# Task directions:
Set out as a Markdown table the lines below, starting at the line that contains "Practice. For this step, pick out the lawn" and ending at the line that contains "point(270, 37)", with the columns Index (a running number) and Text (the line itself). Leave out any blank lines.

# Record excerpts:

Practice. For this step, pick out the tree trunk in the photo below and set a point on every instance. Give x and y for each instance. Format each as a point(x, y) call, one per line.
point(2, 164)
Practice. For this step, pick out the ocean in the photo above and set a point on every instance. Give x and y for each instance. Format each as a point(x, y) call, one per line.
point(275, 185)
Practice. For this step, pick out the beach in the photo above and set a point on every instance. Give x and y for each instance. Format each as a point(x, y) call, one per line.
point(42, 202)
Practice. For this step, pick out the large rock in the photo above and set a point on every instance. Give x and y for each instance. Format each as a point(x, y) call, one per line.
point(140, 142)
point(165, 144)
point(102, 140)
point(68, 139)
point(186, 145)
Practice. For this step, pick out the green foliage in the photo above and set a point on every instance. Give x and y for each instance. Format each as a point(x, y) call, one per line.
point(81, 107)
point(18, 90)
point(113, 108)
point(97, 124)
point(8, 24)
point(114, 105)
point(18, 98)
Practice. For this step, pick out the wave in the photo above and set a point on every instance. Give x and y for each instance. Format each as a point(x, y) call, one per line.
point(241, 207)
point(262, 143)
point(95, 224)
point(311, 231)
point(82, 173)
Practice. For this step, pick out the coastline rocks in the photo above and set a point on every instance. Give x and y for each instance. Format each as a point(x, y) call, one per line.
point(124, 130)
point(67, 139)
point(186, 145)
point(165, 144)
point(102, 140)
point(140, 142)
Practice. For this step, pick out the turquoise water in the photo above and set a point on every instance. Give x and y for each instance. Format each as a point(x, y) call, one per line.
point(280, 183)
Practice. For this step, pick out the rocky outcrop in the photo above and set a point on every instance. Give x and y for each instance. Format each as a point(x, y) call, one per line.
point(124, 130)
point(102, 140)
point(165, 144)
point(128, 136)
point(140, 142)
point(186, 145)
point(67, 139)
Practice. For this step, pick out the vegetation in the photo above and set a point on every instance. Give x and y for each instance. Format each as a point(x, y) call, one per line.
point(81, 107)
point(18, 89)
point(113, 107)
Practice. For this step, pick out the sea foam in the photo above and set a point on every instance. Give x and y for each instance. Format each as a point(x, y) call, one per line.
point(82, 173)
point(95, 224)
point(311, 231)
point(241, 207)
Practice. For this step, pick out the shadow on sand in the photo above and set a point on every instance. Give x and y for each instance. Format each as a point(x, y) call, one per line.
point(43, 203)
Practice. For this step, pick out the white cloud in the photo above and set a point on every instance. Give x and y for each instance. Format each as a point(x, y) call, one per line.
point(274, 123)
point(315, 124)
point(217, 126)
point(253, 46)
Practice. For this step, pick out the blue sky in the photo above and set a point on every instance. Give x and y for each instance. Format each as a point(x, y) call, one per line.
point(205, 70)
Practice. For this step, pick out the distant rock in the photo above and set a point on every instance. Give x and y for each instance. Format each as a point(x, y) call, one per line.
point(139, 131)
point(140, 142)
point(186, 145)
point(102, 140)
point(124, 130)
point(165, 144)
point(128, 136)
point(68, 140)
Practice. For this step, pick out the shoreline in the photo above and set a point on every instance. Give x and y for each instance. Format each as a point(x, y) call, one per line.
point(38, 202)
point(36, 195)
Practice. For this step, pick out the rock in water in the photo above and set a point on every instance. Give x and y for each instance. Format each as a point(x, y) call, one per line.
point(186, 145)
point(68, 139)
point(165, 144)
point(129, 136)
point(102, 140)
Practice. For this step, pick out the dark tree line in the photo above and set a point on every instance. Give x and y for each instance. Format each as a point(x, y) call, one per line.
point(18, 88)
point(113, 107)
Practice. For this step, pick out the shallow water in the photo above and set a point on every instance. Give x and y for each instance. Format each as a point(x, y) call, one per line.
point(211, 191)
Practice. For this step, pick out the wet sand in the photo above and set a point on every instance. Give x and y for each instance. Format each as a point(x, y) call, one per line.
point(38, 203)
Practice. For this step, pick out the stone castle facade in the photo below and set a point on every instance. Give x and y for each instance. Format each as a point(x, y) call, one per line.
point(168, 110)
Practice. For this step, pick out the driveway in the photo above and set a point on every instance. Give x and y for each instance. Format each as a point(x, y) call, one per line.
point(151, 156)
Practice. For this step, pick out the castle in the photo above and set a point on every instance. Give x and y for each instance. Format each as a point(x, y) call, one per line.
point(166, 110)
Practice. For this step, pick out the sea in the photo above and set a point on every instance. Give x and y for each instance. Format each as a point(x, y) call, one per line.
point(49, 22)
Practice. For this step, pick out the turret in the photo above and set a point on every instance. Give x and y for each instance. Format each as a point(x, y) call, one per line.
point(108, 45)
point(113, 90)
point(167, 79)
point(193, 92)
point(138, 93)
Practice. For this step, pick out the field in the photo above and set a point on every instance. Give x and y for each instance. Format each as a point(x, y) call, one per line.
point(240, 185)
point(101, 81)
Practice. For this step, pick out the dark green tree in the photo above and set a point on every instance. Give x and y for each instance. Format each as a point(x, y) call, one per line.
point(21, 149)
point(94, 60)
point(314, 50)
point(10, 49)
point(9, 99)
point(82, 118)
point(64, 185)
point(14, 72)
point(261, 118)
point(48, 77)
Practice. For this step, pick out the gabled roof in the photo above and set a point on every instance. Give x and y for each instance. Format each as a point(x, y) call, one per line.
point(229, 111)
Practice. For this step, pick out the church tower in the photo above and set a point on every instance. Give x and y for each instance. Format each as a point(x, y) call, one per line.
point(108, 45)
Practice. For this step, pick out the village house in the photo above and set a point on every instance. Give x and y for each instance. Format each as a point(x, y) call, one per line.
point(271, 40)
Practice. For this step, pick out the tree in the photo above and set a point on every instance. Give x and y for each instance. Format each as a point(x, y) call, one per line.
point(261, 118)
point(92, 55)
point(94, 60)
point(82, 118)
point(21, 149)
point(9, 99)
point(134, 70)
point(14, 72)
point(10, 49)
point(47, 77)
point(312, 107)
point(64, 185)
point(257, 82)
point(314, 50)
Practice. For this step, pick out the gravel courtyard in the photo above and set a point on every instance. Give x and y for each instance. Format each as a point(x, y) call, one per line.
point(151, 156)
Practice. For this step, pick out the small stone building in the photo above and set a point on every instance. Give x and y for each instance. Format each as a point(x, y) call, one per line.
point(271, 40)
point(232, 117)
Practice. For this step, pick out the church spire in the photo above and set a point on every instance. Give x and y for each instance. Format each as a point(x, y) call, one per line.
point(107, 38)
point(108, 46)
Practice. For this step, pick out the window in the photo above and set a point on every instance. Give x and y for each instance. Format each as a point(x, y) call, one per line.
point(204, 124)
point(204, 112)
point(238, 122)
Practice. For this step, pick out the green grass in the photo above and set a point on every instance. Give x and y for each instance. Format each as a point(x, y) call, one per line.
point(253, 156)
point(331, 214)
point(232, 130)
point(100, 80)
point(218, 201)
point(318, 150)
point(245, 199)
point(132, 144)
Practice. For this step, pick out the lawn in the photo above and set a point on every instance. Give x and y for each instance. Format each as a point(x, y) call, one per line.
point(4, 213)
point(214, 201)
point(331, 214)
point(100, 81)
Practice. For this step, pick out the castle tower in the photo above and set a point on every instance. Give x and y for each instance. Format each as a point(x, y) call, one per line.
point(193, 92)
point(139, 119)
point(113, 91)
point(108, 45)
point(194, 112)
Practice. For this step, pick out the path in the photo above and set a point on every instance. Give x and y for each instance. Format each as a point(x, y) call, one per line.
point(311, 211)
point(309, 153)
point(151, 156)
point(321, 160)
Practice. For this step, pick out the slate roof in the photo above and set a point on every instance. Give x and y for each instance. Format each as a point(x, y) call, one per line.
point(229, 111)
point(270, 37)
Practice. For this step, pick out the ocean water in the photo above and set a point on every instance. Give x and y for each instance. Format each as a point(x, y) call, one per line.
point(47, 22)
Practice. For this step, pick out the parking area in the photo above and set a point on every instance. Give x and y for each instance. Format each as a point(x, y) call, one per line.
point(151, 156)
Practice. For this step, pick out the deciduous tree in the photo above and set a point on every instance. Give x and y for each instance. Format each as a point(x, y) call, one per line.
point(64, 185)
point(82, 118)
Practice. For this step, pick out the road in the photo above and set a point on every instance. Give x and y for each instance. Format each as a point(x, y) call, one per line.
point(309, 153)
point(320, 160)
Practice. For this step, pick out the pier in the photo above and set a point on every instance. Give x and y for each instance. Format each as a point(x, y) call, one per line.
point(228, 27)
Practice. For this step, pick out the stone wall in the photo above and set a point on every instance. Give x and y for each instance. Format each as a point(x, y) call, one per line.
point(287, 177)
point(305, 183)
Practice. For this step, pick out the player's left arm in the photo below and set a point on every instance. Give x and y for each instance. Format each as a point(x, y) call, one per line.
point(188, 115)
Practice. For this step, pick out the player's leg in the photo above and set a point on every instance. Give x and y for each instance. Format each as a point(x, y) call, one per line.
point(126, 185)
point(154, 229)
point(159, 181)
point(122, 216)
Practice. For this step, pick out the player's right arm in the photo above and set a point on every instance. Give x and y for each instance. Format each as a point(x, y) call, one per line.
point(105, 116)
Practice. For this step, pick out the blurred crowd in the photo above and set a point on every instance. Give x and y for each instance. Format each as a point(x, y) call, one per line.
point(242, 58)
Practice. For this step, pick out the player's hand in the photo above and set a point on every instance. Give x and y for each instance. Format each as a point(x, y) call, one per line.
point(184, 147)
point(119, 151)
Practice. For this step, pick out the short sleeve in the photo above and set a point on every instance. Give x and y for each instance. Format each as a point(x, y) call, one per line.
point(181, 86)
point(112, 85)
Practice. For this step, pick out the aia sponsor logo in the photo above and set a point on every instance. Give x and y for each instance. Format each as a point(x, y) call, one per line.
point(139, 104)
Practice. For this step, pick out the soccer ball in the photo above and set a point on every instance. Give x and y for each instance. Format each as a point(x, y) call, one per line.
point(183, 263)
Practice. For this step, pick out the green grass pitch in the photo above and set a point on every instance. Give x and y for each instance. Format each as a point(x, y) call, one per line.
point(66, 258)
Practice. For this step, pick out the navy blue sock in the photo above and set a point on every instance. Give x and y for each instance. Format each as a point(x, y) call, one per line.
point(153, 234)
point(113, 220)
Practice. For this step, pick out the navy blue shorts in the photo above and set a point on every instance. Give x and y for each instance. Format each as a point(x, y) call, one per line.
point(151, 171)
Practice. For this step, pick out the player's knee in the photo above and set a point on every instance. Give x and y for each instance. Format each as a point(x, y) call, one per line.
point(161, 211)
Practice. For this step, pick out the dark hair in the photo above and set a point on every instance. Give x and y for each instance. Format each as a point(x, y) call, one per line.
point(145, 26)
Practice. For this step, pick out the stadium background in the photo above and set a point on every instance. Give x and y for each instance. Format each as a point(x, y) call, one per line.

# Written answer:
| Index | Text |
|---|---|
| 1 | Practice. For this step, pick out the lawn in the photo above and set a point on every instance. Give x and y for each instance. Format each as a point(x, y) call, one per line. |
| 2 | point(4, 213) |
| 3 | point(214, 201) |
| 4 | point(331, 214) |
| 5 | point(100, 81) |
| 6 | Practice. For this step, pick out the castle tower in the photo above and set a point on every instance. Give x and y for each instance. Format each as a point(x, y) call, one per line. |
| 7 | point(193, 92) |
| 8 | point(139, 119) |
| 9 | point(113, 91) |
| 10 | point(108, 45) |
| 11 | point(194, 112) |
| 12 | Practice. For this step, pick out the path in the photo above and set a point on every instance. Give x and y for each instance. Format each as a point(x, y) call, one per line. |
| 13 | point(311, 211) |
| 14 | point(309, 153) |
| 15 | point(151, 156) |
| 16 | point(321, 160) |
| 17 | Practice. For this step, pick out the slate roof in the photo above and set a point on every instance. Give x and y for each instance. Format each as a point(x, y) call, one per line. |
| 18 | point(229, 111) |
| 19 | point(270, 37) |